The Seek5 was built on the same platform as the D70 sharing the same wheelbase of 2800 mm and both vehicles are seven-seat crossover SUVs. The SEEK5 is powered by the same engines shared with the D70, a 116 hp 1.6-liter engine and a 139 hp 1.5-liter turbo engine. As of August 2019, a 1.8-liter atmospheric engine option was added.

The SEEK5 is equipped with the engine-start button, emergency braking, electronic parking brakes, heated and ventilation electric adjustable driver and front passenger seats, standard heated side mirrors, surround cameras, 18-inch alloy wheels and a voice activated multimedia system.

## PROBLEM DETAILS
Continue the passage on the SEEK5 crossover SUV, picking up after its list of standard equipment.

(Images for object localization)

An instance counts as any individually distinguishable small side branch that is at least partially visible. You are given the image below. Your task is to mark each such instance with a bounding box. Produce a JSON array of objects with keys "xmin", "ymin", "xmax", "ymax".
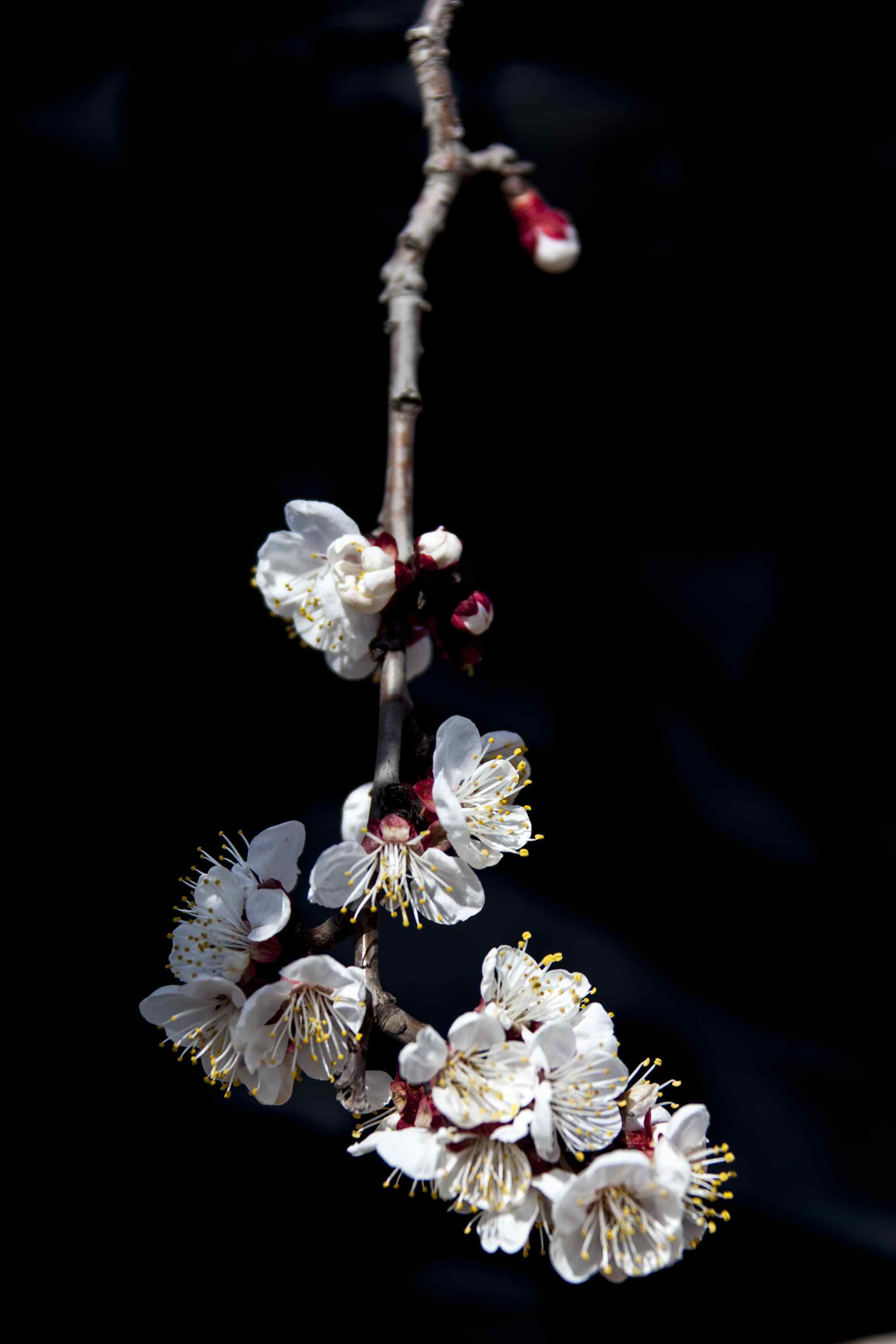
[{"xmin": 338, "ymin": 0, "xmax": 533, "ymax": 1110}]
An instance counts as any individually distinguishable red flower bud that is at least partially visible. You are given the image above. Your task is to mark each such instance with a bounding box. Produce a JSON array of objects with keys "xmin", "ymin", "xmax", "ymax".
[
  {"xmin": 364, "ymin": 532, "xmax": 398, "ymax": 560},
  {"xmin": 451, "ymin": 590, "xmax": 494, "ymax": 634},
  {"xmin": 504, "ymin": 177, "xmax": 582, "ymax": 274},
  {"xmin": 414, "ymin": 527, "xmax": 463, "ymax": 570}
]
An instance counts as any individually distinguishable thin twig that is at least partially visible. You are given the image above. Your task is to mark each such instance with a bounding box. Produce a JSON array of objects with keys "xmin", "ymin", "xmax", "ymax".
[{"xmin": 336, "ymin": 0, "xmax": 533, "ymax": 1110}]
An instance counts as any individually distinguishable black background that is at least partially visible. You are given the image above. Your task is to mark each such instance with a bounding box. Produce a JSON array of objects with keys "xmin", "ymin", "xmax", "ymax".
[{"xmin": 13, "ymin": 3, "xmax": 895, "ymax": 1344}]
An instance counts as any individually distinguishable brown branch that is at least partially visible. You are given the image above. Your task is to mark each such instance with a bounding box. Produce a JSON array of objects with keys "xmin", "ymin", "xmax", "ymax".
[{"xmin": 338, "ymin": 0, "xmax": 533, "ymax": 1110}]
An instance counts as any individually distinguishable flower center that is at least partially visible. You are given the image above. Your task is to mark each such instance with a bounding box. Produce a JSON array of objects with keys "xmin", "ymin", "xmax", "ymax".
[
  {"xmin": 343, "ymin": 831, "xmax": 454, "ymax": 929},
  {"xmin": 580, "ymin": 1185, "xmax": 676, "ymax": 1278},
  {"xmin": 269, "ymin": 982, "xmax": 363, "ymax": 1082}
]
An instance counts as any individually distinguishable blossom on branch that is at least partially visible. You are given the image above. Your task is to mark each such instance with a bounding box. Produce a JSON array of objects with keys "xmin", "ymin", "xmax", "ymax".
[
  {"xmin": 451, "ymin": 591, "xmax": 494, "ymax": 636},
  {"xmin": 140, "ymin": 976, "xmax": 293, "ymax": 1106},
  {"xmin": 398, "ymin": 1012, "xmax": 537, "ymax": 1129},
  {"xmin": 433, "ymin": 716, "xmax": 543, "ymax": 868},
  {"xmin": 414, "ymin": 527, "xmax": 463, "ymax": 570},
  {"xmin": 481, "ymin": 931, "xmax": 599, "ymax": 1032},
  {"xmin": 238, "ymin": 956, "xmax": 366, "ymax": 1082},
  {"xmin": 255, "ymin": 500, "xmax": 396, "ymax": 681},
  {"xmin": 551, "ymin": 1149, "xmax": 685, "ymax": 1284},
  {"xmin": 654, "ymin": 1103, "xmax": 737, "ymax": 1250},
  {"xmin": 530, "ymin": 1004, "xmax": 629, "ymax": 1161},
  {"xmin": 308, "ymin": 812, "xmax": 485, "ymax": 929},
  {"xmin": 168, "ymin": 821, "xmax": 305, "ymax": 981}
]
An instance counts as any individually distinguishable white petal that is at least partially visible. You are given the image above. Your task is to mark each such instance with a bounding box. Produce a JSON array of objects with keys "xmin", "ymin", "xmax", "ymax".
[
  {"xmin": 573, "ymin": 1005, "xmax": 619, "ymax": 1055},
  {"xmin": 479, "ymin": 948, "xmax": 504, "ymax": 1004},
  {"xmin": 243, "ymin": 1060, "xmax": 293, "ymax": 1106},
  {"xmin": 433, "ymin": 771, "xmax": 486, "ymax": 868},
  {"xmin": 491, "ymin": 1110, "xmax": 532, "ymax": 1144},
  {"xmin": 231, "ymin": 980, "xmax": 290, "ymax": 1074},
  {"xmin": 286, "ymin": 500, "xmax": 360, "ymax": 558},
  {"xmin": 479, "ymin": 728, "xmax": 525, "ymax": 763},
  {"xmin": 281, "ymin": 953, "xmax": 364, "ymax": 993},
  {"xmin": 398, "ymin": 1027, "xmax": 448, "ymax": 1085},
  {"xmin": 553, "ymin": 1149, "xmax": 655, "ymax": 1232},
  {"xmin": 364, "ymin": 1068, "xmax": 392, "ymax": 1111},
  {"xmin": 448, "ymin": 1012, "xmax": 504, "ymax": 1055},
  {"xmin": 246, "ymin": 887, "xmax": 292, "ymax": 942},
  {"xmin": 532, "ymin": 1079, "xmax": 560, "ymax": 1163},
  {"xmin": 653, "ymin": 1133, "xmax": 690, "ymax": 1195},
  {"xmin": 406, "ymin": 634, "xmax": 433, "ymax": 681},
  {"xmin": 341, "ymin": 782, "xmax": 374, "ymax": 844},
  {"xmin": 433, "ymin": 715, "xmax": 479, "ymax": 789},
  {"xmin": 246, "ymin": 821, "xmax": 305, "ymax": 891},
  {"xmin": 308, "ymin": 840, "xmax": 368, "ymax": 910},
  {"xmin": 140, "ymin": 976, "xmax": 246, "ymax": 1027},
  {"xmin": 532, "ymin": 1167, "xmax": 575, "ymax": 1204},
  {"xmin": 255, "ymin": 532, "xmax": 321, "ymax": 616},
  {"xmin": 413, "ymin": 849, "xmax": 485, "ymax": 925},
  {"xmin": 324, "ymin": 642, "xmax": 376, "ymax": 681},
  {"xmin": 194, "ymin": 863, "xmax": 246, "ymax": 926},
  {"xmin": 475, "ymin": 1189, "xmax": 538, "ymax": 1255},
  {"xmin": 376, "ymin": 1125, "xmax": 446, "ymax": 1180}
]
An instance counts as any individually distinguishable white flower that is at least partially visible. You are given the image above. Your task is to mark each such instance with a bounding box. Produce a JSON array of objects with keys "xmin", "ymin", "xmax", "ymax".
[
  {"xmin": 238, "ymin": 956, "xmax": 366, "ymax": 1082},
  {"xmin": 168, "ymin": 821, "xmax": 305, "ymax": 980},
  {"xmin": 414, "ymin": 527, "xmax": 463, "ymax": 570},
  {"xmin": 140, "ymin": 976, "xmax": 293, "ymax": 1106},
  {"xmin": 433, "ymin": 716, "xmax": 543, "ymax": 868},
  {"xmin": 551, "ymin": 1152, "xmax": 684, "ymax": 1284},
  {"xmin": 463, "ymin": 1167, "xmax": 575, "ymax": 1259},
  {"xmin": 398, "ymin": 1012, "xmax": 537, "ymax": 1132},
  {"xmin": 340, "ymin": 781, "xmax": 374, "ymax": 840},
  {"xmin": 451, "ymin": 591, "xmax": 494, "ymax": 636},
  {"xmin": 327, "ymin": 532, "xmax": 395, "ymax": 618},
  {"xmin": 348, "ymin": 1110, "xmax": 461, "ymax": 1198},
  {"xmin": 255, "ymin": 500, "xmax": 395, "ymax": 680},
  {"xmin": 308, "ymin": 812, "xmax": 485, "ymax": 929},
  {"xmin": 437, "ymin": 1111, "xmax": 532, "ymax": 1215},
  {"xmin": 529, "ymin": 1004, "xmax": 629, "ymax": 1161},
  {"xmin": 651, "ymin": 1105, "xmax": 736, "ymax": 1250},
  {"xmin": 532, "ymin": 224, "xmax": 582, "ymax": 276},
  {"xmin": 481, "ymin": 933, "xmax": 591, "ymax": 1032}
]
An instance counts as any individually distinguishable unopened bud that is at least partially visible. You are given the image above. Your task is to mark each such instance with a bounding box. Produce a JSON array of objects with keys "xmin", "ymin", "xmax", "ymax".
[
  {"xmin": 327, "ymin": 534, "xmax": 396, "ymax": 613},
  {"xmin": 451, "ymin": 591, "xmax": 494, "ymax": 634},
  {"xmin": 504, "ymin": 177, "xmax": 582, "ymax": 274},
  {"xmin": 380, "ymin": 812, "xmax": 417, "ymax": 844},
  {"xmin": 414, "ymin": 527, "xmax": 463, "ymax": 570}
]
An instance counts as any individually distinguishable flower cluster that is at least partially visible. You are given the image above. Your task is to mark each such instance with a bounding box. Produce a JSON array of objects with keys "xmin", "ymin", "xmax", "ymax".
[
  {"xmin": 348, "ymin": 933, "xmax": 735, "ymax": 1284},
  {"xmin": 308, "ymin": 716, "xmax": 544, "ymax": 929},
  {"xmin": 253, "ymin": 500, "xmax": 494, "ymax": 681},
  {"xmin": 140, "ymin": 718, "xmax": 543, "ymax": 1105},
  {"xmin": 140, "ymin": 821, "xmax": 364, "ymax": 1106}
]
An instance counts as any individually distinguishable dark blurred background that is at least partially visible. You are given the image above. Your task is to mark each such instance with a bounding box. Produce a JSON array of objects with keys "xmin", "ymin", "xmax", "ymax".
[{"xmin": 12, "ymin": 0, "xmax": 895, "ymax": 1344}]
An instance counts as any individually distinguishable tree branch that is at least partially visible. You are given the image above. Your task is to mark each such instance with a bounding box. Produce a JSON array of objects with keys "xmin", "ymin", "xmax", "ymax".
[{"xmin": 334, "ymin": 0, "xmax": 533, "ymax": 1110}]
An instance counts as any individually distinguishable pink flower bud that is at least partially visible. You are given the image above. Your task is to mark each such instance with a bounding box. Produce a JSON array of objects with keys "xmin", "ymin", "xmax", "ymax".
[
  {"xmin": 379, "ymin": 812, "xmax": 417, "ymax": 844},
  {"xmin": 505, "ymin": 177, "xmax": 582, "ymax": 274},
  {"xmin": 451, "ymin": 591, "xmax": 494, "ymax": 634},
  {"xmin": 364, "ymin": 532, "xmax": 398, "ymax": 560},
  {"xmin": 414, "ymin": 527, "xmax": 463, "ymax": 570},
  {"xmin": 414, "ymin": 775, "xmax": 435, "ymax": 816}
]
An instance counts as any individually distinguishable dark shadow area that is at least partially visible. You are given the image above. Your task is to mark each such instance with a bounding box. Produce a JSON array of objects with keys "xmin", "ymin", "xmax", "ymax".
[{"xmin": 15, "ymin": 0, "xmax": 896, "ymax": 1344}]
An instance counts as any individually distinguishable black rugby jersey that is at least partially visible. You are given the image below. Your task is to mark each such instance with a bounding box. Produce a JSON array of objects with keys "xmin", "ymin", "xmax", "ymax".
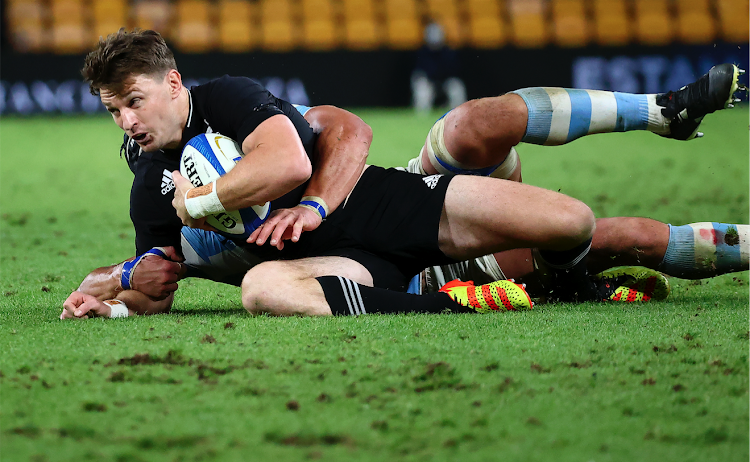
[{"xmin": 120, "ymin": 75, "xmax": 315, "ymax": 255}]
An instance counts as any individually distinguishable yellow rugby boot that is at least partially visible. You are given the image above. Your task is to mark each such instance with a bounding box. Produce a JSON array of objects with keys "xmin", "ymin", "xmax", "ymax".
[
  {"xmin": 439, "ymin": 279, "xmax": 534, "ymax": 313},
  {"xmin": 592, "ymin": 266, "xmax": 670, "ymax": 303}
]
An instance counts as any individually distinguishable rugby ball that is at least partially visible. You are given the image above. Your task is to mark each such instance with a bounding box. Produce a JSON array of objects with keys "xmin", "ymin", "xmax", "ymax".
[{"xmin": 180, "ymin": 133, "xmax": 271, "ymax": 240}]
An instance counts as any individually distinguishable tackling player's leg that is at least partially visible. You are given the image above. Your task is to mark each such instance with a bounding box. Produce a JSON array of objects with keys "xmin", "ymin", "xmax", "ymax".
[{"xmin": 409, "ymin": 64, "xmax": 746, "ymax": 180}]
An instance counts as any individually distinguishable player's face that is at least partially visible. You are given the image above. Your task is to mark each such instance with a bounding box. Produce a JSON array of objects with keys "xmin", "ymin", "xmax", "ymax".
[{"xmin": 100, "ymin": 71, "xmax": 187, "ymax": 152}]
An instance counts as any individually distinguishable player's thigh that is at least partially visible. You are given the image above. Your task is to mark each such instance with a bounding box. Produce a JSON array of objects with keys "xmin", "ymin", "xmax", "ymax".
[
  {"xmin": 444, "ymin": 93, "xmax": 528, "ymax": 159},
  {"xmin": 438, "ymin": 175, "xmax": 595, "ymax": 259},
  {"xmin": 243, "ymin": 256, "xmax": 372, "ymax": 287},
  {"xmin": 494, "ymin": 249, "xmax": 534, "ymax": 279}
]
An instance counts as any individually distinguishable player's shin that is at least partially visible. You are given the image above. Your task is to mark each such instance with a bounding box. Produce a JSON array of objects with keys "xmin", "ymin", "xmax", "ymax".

## RESPONSE FOR THIS EXERCISE
The interior of the SEEK5 features a fully digital 12.3-inch high-definition liquid crystal instrument panel that indicates fuel level, vehicle speed and other information. A 10.25-inch touch screen display is also positioned in the center for the infotainment system integrated with the intelligent gesture system, the touch screen adapts to the navigation system and hand gesture controls can be used for making calls or to play music. The system is also compatible with Apple CarPlay and Android Auto. MirrorLink, rear view camera, all-round viewing system and WiFi is also built=in.

==PHEV==
The TRAUM SEEK 5 is also available as a plug-in hybrid electric vehicle (PHEV) version which is equipped with a lithium-ion battery capable of delivering a range of 80 km (50 miles) rated by NEDC.